- DOCUMENT EXCERPT:

# # # #

What more is there to managing down? Other skills that can assist you in managing down include:


* filter. You're the filter or buffer for your staff. As the leader, you must filter information you receive from the leaders above you into a meaningful message for your staff members. Provide the information they need that affects their work.


* presentation. When providing information to your staff members, be straightforward without causing them undue stress. Presentation of information can be crucial in prompting staff members' reactions. Be calm and collected in your approach. If you know you're emotional about the topic, speak with a peer first so this doesn't translate to your staff.


* listen. This entails listening to your staff members when they share personal events, as well as their concerns about their changing work environment-a key concept in managing down. When staff members do share their concerns, ask if they're just venting or asking you to assist in the resolution of a problem.


* authenticity. Being authentic with your staff demonstrates that you're trustworthy and honest. You don't want to appear insincere in your interactions.

# # # #

- DATA SECTION:
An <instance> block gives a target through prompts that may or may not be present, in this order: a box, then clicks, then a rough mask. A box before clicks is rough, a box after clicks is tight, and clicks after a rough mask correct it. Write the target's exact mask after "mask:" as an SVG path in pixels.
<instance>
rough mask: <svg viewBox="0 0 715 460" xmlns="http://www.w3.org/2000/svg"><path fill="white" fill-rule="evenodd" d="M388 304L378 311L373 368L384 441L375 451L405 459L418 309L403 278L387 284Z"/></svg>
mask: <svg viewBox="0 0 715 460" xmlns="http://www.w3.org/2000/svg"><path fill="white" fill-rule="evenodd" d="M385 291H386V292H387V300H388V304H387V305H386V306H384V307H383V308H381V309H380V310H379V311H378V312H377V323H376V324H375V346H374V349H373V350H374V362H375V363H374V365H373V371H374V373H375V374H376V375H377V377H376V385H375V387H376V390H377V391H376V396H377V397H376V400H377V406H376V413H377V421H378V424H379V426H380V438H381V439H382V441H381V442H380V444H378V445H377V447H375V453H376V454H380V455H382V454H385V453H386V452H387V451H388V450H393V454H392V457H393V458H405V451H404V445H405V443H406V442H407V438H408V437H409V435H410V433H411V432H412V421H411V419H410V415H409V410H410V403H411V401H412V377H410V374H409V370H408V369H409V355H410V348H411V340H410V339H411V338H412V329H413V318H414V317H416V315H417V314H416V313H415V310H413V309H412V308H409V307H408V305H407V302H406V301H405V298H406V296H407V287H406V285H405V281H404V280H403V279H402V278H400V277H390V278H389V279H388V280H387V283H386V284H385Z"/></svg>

# # # #

- REQUEST 1: Write out the stretch of the managing-down passage from "What more is" through "affects their work.".
- REQUEST 2: According to the managing-down passage, what should a leader do first if they know they're emotional about a topic?
- REQUEST 3: Continue the passage on managing down from where it stops.
The data above come from an unrelated source.

- WRITTEN RESPONSE 1:
What more is there to managing down? Other skills that can assist you in managing down include:


* filter. You're the filter or buffer for your staff. As the leader, you must filter information you receive from the leaders above you into a meaningful message for your staff members. Provide the information they need that affects their work.

- WRITTEN RESPONSE 2: Speak with a peer first.

- WRITTEN RESPONSE 3:
* give and take. Another key to managing down is to give credit to your staff when goals are attained. We all like recognition, but it takes the team to achieve a goal. Sing your staff members' praises whenever possible. But when something goes wrong or goals aren't achieved, take the blame and then work with your team to correct the issue.


* direction. Everyone likes the autonomy to perform their job, so don't micromanage your staff members; this can actually impede their potential. However, supplying direction is appreciated, which means that you need to provide a vision and expectations for your staff.


* follow-up. Keep notes when speaking with your staff members about issues and make sure you follow-up. The lack of follow-up can convey a message of not caring, contributing to doubt and mistrust. It's important to close the loop so your staff members know you did something about an issue.



The key thing to remember about managing down is that it's all about relationships!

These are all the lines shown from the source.